**THE PROBLEM:**
Can you rewrite the records as a Markdown table with the columns No. and Entry, numbering each line and skipping blank lines, starting with the line with "dirt ground -> point" and going on through the end of the records? Leave the pictures out of your answer.
━━━━━━
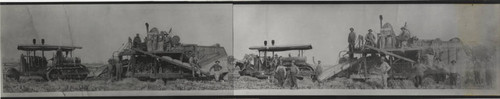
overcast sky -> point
(102, 28)
(326, 26)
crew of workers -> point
(386, 39)
(156, 40)
(287, 74)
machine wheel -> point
(54, 75)
(13, 74)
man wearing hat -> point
(370, 38)
(217, 69)
(384, 67)
(137, 41)
(294, 71)
(351, 39)
(405, 35)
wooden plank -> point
(389, 53)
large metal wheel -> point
(13, 74)
(54, 75)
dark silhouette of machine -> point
(62, 66)
(171, 61)
(402, 59)
(264, 65)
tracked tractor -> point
(61, 66)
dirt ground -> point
(34, 84)
(233, 81)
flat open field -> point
(36, 84)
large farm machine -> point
(401, 57)
(162, 56)
(263, 65)
(62, 66)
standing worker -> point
(453, 73)
(318, 71)
(370, 38)
(351, 39)
(280, 75)
(216, 70)
(193, 63)
(384, 67)
(420, 68)
(294, 70)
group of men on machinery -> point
(387, 39)
(156, 40)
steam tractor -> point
(62, 66)
(401, 56)
(162, 56)
(263, 65)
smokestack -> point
(381, 18)
(147, 27)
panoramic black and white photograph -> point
(249, 49)
(366, 46)
(112, 47)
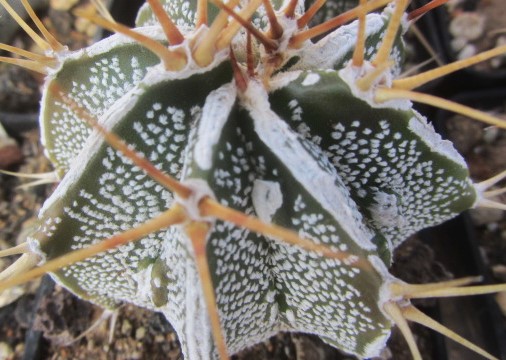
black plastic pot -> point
(468, 79)
(456, 244)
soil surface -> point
(47, 322)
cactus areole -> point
(269, 124)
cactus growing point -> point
(220, 167)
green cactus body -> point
(311, 153)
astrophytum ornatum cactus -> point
(266, 178)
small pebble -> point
(485, 216)
(499, 272)
(467, 25)
(468, 51)
(63, 5)
(6, 351)
(140, 333)
(501, 301)
(458, 43)
(126, 327)
(490, 134)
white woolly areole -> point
(200, 190)
(332, 48)
(419, 125)
(284, 143)
(215, 113)
(267, 199)
(351, 74)
(283, 79)
(374, 348)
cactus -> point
(220, 167)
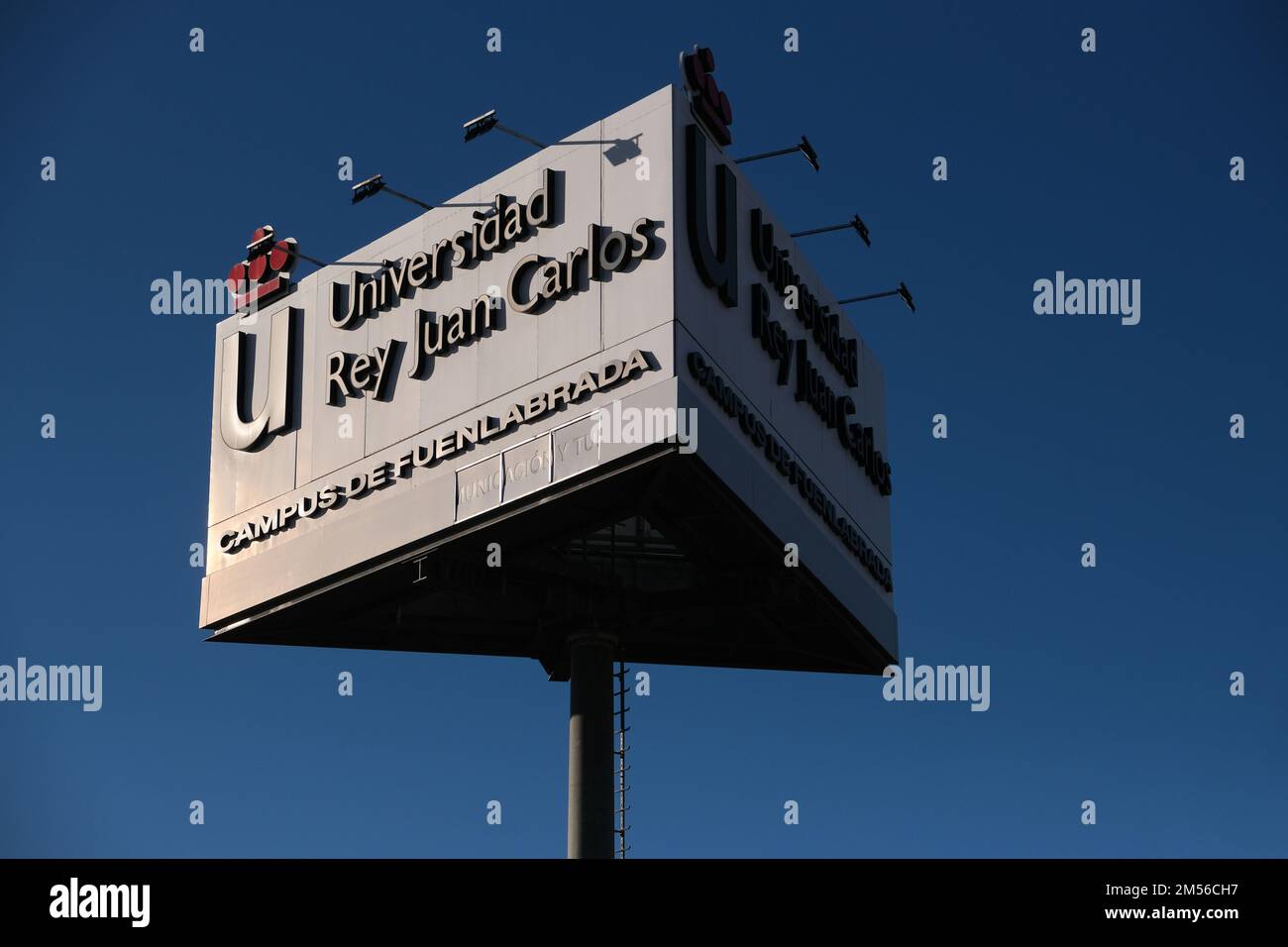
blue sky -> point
(1109, 684)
━━━━━━
**FULL RESPONSE:**
| No. | Entry |
|---|---|
| 1 | dirt ground -> point |
| 2 | (34, 84) |
| 3 | (233, 81) |
| 4 | flat open field -> point |
| 5 | (36, 84) |
| 6 | large farm machine -> point |
| 7 | (401, 57) |
| 8 | (162, 56) |
| 9 | (263, 65) |
| 10 | (62, 66) |
| 11 | standing worker -> point |
| 12 | (453, 73) |
| 13 | (318, 71) |
| 14 | (370, 38) |
| 15 | (351, 39) |
| 16 | (280, 75) |
| 17 | (216, 70) |
| 18 | (193, 63) |
| 19 | (384, 67) |
| 20 | (420, 68) |
| 21 | (294, 70) |
| 22 | group of men on machinery -> point |
| 23 | (387, 39) |
| 24 | (156, 40) |
| 25 | steam tractor -> point |
| 26 | (62, 66) |
| 27 | (401, 56) |
| 28 | (162, 56) |
| 29 | (263, 65) |
| 30 | smokestack -> point |
| 31 | (381, 18) |
| 32 | (147, 27) |
| 33 | panoramic black and white photograph -> point |
| 34 | (249, 49) |
| 35 | (366, 46) |
| 36 | (112, 47) |
| 37 | black plastic pot -> point |
| 38 | (468, 79) |
| 39 | (456, 244) |
| 40 | soil surface -> point |
| 41 | (47, 322) |
| 42 | cactus areole -> point |
| 43 | (269, 124) |
| 44 | cactus growing point -> point |
| 45 | (220, 167) |
| 46 | green cactus body -> point |
| 47 | (311, 153) |
| 48 | astrophytum ornatum cactus -> point |
| 49 | (266, 178) |
| 50 | small pebble -> point |
| 51 | (485, 216) |
| 52 | (499, 272) |
| 53 | (467, 25) |
| 54 | (468, 51) |
| 55 | (63, 5) |
| 56 | (6, 351) |
| 57 | (140, 333) |
| 58 | (501, 301) |
| 59 | (458, 43) |
| 60 | (126, 327) |
| 61 | (490, 134) |
| 62 | white woolly areole -> point |
| 63 | (200, 190) |
| 64 | (332, 48) |
| 65 | (419, 125) |
| 66 | (284, 143) |
| 67 | (215, 113) |
| 68 | (267, 199) |
| 69 | (351, 74) |
| 70 | (283, 79) |
| 71 | (374, 348) |
| 72 | cactus -> point |
| 73 | (220, 167) |
| 74 | blue sky -> point |
| 75 | (1109, 684) |